# TEXTE À LIRE:
Tout comme en matière d’expertise de gestion exécutée sur le fondement des dispositions spéciales du Code de commerce, l’associé minoritaire peut demander que le juge prononce des mesures complémentaires et punitives, notamment une astreinte.

2. L’extension de la mission de l’expert

Il est parfois possible que la mission de l’expert se trouve trop restreinte et doive être étendue afin de permettre à celui-ci de réaliser sa mission. Cela parce que l’ampleur des anomalies suspectées est plus importante qu’anticipé ou parce que les opérations d’expertise se sont étalées sur un temps si long que le périmètre temporel de cette mission doit être élargi.

Il peut arriver également que la société a changé de forme dans l’intervalle ou que l’associé minoritaire, esseulé dans sa démarche, ne dispose plus d’une quotité du capital suffisante pour demander une nouvelle expertise.

Dans ces conditions, l’associé minoritaire dispose de plusieurs solutions selon les circonstances.

  • Lorsque la demande est fondée sur une disposition spéciale du Code de commerce

Comme cela est le cas en cas de difficultés survenant au cours de l’expertise, aucun article du Code de commerce ne prévoit la faculté d’étendre la mission de l’expert désigné.

Pour autant, l’action peut, à notre sens, exister malgré le silence des textes.

Si la société n’a pas changé de forme, la saisine du juge chargé du contrôle des mesures d’instruction reste possible, dans les mêmes conditions que lorsque survient une difficulté.

Il s’agira alors d’apporter les éléments de fait justifiant que soit étendue la mission de l’expert et de déterminer à nouveau le périmètre et les pouvoirs de celui-ci.

Par exemple, dans le cas où les opérations d’expertise devraient être étendues dans le temps : ETENDRE la mission de X, expert désigné, comme suit : Présenter un rapport complémentaire sur les conventions conclues ou poursuivies par la société Y, ses filiales ou ses dirigeants, du 31 décembre 2021 à ce jour.

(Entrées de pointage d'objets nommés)
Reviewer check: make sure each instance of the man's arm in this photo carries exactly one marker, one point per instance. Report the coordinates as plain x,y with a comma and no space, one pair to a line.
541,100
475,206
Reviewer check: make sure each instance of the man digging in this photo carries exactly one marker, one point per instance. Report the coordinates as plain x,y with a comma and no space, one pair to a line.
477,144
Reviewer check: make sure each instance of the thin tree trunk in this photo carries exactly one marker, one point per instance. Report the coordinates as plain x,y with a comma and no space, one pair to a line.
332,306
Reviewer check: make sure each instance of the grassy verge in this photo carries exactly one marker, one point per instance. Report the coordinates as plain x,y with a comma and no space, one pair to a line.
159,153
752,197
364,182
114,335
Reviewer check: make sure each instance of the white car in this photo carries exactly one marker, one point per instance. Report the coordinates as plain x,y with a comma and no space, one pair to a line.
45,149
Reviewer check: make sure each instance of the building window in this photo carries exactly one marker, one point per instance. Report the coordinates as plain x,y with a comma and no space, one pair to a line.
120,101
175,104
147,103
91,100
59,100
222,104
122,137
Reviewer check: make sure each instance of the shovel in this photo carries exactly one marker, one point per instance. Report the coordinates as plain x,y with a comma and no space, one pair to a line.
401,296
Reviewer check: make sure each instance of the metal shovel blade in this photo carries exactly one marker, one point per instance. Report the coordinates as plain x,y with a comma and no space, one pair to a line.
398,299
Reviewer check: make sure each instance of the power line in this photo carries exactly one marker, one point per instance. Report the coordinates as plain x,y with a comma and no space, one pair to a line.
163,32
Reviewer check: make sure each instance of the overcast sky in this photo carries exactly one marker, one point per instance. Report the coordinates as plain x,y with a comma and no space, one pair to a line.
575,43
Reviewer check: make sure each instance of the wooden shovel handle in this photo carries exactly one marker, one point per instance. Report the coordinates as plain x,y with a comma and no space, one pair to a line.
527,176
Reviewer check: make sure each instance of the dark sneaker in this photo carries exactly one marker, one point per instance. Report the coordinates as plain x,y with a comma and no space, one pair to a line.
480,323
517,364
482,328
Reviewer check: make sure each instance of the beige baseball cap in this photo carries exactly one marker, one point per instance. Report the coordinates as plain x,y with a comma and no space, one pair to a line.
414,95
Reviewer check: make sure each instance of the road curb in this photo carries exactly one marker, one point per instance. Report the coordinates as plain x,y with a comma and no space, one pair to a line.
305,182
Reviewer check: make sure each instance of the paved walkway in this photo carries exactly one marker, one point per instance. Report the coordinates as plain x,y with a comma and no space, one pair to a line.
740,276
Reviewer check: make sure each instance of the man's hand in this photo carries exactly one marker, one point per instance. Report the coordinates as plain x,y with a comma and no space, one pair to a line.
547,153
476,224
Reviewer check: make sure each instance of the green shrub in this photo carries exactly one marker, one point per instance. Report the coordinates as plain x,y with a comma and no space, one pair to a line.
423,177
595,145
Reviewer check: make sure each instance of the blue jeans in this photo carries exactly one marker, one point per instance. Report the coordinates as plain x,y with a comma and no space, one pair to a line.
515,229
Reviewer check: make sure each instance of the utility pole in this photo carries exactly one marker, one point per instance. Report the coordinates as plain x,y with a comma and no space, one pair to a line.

# OBJECTIFS:
- A) Dans la liste, reprenez les lignes comprises entre celle qui contient « Reviewer check: make sure each instance of the man's hand » et la fin de la liste, incluses, en remplaçant « green shrub » par « leafy bush » et en laissant tout le reste inchangé.
- B) Poursuivez le texte sur l'extension de la mission de l'expert à la suite de sa dernière phrase.

# EN RÉPONSE:
- A)
Reviewer check: make sure each instance of the man's hand in this photo carries exactly one marker, one point per instance. Report the coordinates as plain x,y with a comma and no space, one pair to a line.
547,153
476,224
Reviewer check: make sure each instance of the leafy bush in this photo carries exactly one marker, one point per instance. Report the coordinates as plain x,y with a comma and no space, one pair to a line.
423,177
595,145
Reviewer check: make sure each instance of the blue jeans in this photo carries exactly one marker, one point per instance. Report the coordinates as plain x,y with a comma and no space, one pair to a line.
515,229
Reviewer check: make sure each instance of the utility pole in this photo carries exactly one marker, one point per instance. Report the coordinates as plain x,y with a comma and no space, one pair to a line.

- B)
Si des difficultés se sont fait jour au cours de la procédure d’expertise et si la communication de nouveaux documents est nécessaire, il est également possible de demander au juge de prononcer une astreinte sur le même modèle que ce qui a été mentionné plus haut : ORDONNER à X de communiquer, dans un délai d’une semaine à compter de la décision rendue par le juge chargé du contrôle des mesures d’instruction, sous astreinte de 50 euros par document et par jour de retard, l’ensemble des documents et informations requis par l’Expert.

Il est possible que la société ait changé de forme entre temps, par exemple en passant de SARL à SA ou SAS, formes de sociétés pour lesquelles la demande d’expertise de gestion présente des conditions plus exigeantes, et/ou que l’associé minoritaire ne détienne plus une quotité du capital suffisante pour demander une nouvelle expertise de gestion en repartant d’une feuille blanche.

  • La société a changé de forme, peu important que l’associé minoritaire dispose toujours d’une quotité du capital suffisante pour engager une nouvelle action si nécessaire : rien n’empêche de demander au juge chargé du contrôle des mesures d’instruction d’étendre les opérations d’expertise pour la période postérieure à la transformation de la société.

La société fera évidemment valoir que le changement de forme implique de recommencer la procédure à zéro, soit d’interroger à nouveau le dirigeant (dans les SA, SCA et SAS), d’assigner en référé et de subir le temps juridique ainsi que les différents recours ou incidents.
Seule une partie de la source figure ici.